> Provided data
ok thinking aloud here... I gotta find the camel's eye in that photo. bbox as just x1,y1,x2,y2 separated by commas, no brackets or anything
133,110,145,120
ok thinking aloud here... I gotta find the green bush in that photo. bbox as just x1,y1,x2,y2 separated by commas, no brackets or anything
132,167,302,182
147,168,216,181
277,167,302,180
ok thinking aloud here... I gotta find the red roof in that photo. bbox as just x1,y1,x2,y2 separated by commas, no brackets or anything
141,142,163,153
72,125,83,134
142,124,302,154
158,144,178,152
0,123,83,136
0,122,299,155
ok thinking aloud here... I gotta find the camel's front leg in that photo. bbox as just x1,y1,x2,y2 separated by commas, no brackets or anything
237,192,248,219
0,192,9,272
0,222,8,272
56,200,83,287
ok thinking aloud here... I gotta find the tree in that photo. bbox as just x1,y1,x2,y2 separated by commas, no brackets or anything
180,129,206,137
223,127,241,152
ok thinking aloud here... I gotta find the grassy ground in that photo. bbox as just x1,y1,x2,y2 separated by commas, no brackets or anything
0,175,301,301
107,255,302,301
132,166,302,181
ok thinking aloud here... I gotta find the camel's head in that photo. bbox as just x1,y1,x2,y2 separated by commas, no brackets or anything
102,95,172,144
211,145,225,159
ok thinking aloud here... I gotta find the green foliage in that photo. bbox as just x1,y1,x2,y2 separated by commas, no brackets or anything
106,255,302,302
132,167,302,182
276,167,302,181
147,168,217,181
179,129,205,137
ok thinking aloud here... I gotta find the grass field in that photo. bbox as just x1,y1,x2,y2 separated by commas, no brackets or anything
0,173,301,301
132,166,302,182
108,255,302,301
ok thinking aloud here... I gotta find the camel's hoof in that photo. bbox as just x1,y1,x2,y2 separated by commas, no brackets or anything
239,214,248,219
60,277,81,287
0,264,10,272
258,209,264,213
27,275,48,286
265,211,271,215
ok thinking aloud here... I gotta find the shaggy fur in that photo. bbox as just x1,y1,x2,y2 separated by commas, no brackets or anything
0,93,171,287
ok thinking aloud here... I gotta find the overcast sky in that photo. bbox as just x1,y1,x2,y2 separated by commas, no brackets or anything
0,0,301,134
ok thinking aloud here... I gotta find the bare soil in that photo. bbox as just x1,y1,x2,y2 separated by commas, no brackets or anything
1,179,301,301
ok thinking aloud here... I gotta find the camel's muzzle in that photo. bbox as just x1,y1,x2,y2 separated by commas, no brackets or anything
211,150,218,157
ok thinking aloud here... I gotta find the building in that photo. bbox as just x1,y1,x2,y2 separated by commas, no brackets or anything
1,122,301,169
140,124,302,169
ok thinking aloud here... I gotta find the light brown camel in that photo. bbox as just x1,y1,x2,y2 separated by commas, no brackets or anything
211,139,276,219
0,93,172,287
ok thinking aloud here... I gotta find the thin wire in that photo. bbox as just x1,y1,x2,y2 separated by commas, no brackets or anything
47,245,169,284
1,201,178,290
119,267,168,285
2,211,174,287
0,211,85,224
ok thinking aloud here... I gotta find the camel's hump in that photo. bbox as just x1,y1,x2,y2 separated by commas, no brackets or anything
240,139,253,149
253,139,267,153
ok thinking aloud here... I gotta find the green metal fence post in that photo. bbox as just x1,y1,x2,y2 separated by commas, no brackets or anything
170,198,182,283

> Exercise description
Could you reproduce all of the entries above exactly?

> Task answer
ok thinking aloud here... I gotta find the camel's eye in that photo. bbox as just x1,y1,x2,y2 separated by commas, no brackets or anything
133,110,145,120
ok thinking aloud here... I gotta find the green bush in that photo. bbox as just x1,y1,x2,y2 separated by commas, no brackets or anything
132,167,302,182
147,168,216,181
277,167,302,180
ok thinking aloud here... I gotta find the red roof in that photo. bbox as just x1,y1,x2,y2 separated by commas, no brackets or anything
141,142,163,153
72,125,83,134
142,124,302,154
158,144,178,152
0,123,83,136
0,122,299,155
ok thinking aloud here... I gotta find the camel's front leg in that photo. bbox as just x1,y1,x2,y2 separated by commas, no brackets or anything
237,192,248,219
0,192,9,272
0,222,8,272
56,200,83,287
ok thinking aloud here... I gotta find the tree in that photo. bbox as just x1,y1,x2,y2 separated by commas, no brackets or anything
180,129,206,137
223,127,241,152
ok thinking aloud here... I gotta find the grassy ground in that photo. bbox as just x1,y1,x2,y2 separated by commas, no brackets or anything
0,175,301,301
107,255,302,301
132,166,302,181
ok thinking aloud here... I gotta find the camel's head in that photo. bbox as just x1,y1,x2,y2 separated by commas, no brackets or anything
102,95,172,144
211,145,225,159
ok thinking aloud here... I gotta find the green foliage in that photo. bbox as just x1,y1,x2,y2 separated by commas, no brackets or anything
106,255,302,302
132,167,302,182
276,167,302,181
147,168,217,181
179,129,205,137
ok thinking aloud here... I gotta find the grass field in that photo. bbox as just x1,y1,x2,y2 separated by commas, no brackets or anything
0,173,301,301
132,166,302,182
108,255,302,301
ok thinking aloud here... I gotta find the camel's hoof in that photo. bbox as just x1,y1,x2,y2 separated by commas, no brackets or anything
239,214,248,219
60,277,81,287
0,264,10,272
258,209,264,213
27,275,48,286
265,211,271,215
ok thinking aloud here... I gotta find the shaggy fur in that photo. bbox as just x1,y1,x2,y2 separated by commas, no brackets or anything
0,93,171,287
ok thinking aloud here... I gotta find the overcast sky in that photo. bbox as just x1,y1,x2,y2 separated by commas, no brackets or anything
0,0,301,134
ok thinking aloud here... I gotta find the bare soil in that photo. bbox as just x1,y1,x2,y2 separated by commas, no brackets or anything
1,179,301,301
ok thinking aloud here... I gotta find the camel's muzzle in that photo. bbox as just x1,y1,x2,y2 separated by commas, no brackets or anything
211,150,218,157
ok thinking aloud here... I gotta find the building in that photo. bbox as just x1,y1,x2,y2 separated by commas, no brackets or anything
1,122,301,169
140,124,302,169
ok thinking aloud here... I gotta find the light brown camel in that photo. bbox as just x1,y1,x2,y2 separated by commas, no brackets or anything
211,139,276,219
0,93,172,287
ok thinking aloud here... I gotta find the thin wire in that photo. bbox as just x1,y1,x2,y2 separated by commas, no brackets or anything
47,245,169,284
1,201,178,290
119,267,168,285
2,211,174,287
0,211,85,224
ok thinking aloud here... I gotta find the camel's hump in that photo. bbox as just x1,y1,x2,y2 separated by commas, no brackets or anything
240,139,253,149
253,139,267,153
ok thinking aloud here... I gotta find the green metal fence post in that photo. bbox as just x1,y1,x2,y2 separated by commas, no brackets or anything
170,198,182,283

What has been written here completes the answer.